## INFORMATION SHOWN
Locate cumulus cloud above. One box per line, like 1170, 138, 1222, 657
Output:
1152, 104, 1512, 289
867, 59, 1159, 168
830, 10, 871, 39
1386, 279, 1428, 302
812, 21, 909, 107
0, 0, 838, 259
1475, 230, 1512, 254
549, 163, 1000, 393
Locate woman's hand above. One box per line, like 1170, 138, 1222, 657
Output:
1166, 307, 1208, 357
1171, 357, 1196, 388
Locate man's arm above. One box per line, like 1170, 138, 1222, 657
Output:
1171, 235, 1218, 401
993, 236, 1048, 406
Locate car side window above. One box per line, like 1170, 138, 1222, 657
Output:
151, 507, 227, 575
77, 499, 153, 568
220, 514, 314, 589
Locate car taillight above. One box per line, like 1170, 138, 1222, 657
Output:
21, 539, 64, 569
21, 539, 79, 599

## WHAT YOU WILL DO
Please revise the listing above so that each "Locate" becomes "Find", with everything else left as it is.

## EXPECTED ANSWER
Find cumulus cloud above. One box per line, like 1170, 138, 1222, 657
Output:
1152, 104, 1512, 289
867, 59, 1159, 168
830, 10, 871, 39
1386, 279, 1428, 302
812, 21, 909, 107
0, 0, 838, 259
1475, 230, 1512, 254
549, 163, 1000, 393
Find woman's hand above. One box per line, like 1170, 138, 1222, 657
Output:
1166, 307, 1208, 357
1171, 357, 1196, 388
Find man's arm above. One box per line, like 1170, 138, 1222, 657
Output:
1171, 235, 1218, 401
993, 236, 1048, 406
Find car side window above. One box per line, like 1170, 138, 1222, 657
Output:
151, 507, 227, 575
77, 499, 153, 568
220, 514, 314, 589
Find car taillight above. One box per line, like 1170, 138, 1222, 657
Output:
21, 539, 64, 569
21, 539, 79, 599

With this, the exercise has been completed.